┌─ Records

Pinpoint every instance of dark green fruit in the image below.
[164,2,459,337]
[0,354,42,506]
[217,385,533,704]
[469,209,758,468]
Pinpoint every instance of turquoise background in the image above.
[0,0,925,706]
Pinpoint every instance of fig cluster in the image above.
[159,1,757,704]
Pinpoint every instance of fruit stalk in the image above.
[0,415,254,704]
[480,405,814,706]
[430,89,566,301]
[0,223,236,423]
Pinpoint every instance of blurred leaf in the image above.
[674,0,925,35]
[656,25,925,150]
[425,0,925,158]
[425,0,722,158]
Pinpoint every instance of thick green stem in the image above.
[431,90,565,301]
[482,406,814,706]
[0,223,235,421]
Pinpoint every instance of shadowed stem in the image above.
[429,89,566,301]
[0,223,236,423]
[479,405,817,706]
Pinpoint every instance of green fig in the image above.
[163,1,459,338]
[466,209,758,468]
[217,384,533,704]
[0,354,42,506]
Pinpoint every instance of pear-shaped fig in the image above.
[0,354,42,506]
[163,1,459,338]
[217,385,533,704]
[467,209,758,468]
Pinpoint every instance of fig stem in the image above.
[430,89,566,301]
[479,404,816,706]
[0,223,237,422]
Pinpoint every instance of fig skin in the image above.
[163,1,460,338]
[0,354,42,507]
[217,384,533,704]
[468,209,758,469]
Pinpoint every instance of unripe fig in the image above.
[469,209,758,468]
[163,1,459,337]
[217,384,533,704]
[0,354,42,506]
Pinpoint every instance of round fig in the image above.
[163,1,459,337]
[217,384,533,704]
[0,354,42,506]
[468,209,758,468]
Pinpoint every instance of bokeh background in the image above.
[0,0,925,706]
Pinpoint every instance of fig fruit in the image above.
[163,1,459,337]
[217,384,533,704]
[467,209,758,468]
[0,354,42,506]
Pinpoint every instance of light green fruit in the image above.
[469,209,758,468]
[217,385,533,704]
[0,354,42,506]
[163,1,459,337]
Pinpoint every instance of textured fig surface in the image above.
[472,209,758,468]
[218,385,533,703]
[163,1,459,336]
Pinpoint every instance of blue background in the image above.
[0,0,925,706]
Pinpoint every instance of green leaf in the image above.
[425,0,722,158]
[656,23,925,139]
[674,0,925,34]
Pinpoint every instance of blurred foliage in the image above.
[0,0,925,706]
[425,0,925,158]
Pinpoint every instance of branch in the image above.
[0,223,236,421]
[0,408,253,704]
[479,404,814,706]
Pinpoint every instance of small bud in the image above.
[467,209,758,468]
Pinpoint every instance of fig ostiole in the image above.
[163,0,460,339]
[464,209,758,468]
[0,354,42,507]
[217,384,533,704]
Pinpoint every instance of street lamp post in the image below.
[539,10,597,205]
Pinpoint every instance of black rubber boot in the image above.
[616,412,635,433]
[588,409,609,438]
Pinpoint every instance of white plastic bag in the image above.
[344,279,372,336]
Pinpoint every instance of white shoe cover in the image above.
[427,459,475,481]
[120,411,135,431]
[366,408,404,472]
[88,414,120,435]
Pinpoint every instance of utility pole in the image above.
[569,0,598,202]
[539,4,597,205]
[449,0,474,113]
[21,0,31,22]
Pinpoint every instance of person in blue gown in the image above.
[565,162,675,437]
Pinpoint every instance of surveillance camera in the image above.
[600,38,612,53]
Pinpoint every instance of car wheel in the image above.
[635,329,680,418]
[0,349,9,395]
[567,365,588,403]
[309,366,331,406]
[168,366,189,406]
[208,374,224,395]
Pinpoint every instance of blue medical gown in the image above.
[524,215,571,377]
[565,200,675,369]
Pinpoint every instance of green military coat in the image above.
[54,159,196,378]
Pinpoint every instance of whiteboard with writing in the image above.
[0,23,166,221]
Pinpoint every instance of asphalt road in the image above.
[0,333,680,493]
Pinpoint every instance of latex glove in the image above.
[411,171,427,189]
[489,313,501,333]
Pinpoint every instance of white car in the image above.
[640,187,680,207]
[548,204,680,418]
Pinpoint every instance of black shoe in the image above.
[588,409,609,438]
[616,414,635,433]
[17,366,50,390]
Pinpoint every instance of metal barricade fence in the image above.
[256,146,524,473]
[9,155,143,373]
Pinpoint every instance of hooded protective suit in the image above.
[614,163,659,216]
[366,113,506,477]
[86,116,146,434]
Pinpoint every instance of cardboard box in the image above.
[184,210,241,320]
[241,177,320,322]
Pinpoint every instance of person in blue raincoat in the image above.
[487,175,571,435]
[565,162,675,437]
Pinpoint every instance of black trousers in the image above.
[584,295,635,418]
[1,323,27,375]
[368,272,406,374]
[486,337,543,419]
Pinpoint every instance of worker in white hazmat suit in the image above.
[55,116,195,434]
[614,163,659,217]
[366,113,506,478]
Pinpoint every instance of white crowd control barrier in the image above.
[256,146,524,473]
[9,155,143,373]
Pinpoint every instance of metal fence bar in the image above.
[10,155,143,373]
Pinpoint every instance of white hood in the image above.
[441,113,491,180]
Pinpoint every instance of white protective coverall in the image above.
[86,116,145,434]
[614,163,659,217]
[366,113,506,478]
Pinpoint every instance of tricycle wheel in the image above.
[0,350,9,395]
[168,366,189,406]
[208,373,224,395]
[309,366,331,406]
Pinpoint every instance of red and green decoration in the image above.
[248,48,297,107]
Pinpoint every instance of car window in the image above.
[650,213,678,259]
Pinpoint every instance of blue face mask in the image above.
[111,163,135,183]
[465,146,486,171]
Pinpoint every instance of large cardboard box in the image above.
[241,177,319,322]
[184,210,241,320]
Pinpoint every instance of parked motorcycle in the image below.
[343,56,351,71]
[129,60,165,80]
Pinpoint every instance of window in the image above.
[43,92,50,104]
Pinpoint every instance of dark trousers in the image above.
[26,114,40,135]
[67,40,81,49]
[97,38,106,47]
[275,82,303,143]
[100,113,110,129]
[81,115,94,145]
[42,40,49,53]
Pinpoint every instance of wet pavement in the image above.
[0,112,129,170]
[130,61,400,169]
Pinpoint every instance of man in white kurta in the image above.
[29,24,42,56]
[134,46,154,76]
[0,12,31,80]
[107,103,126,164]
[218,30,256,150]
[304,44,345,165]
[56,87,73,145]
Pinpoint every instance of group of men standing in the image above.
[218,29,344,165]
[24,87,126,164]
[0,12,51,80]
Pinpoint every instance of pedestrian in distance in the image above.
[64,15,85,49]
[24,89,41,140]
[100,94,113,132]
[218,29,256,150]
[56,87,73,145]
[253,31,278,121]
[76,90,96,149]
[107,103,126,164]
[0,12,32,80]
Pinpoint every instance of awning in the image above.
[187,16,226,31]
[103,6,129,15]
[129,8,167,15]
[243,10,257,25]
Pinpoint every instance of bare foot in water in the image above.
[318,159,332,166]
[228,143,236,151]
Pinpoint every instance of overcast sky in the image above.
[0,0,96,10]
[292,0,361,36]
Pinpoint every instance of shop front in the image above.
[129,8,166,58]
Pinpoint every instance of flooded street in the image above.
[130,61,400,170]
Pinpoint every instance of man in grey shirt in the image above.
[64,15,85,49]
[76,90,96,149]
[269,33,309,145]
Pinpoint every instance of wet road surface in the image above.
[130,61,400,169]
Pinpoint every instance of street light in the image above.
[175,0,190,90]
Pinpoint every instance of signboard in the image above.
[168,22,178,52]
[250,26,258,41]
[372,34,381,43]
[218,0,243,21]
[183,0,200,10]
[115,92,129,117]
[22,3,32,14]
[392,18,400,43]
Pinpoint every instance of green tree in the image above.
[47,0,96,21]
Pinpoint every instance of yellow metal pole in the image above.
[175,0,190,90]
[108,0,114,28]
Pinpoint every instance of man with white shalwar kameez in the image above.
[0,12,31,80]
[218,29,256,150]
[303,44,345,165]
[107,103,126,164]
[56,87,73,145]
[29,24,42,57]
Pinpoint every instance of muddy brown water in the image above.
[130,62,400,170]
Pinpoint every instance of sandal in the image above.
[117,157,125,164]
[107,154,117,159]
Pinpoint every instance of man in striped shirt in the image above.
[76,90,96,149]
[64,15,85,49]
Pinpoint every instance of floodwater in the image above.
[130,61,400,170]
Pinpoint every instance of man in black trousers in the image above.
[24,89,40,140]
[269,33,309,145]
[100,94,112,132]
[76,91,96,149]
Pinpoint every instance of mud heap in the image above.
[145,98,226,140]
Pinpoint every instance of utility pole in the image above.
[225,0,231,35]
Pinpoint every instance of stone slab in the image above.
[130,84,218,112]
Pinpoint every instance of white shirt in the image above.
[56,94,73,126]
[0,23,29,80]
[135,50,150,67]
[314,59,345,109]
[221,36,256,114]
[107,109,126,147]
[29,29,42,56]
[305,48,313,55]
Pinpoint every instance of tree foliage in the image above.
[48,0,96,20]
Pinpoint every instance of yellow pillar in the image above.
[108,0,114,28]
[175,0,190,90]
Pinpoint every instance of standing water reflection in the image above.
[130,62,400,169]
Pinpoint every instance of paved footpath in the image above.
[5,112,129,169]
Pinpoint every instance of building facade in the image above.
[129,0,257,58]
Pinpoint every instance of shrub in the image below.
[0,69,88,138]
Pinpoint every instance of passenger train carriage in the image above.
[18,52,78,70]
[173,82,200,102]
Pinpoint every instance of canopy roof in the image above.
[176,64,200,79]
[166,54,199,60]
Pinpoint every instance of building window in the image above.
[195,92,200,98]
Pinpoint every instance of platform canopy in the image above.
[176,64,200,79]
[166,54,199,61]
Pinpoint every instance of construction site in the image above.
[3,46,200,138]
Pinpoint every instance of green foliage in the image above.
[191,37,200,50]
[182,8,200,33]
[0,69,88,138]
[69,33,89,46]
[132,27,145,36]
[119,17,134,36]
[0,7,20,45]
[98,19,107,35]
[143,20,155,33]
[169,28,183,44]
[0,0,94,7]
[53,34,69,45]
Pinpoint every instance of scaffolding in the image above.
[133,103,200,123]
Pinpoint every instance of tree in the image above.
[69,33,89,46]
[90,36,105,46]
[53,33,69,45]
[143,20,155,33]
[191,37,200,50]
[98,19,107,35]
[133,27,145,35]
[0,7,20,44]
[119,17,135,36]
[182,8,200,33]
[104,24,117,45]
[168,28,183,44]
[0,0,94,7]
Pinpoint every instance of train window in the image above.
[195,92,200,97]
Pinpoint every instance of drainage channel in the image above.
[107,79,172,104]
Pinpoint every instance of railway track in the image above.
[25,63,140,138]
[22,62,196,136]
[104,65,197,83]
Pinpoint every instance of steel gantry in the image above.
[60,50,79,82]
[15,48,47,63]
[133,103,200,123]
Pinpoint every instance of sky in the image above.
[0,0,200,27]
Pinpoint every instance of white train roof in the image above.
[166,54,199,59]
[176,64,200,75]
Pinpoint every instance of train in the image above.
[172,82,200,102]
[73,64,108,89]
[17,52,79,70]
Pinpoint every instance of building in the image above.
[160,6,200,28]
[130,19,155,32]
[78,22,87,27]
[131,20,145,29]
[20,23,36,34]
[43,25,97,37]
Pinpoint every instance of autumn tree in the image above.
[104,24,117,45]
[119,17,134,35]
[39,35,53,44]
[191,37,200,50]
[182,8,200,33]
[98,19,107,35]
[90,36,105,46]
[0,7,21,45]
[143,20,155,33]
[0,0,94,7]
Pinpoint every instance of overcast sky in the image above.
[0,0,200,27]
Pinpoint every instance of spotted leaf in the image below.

└─

▸ Aim
Please turn the entries into a numbered list, starting with the line that contains "Pinpoint every instance of dark trousers" and continuing through the line that contains "[0,12,51,80]", and leave out any blank lines.

▸ Output below
1. Pinpoint every instance of dark trousers in the image above.
2. [26,114,40,135]
3. [67,40,81,49]
4. [97,38,106,47]
5. [275,82,303,143]
6. [100,113,110,129]
7. [81,115,94,145]
8. [42,40,49,53]
9. Pinpoint every instance of wet pavement in the image above.
10. [0,112,129,170]
11. [130,61,400,169]
12. Pinpoint every instance of man in white kurta in the image above.
13. [29,24,42,56]
14. [134,46,154,76]
15. [0,12,31,80]
16. [107,103,126,164]
17. [218,30,256,150]
18. [304,44,345,165]
19. [56,87,73,145]
20. Pinpoint every instance of group of men standing in the image above.
21. [218,29,344,165]
22. [24,87,126,164]
23. [0,12,51,80]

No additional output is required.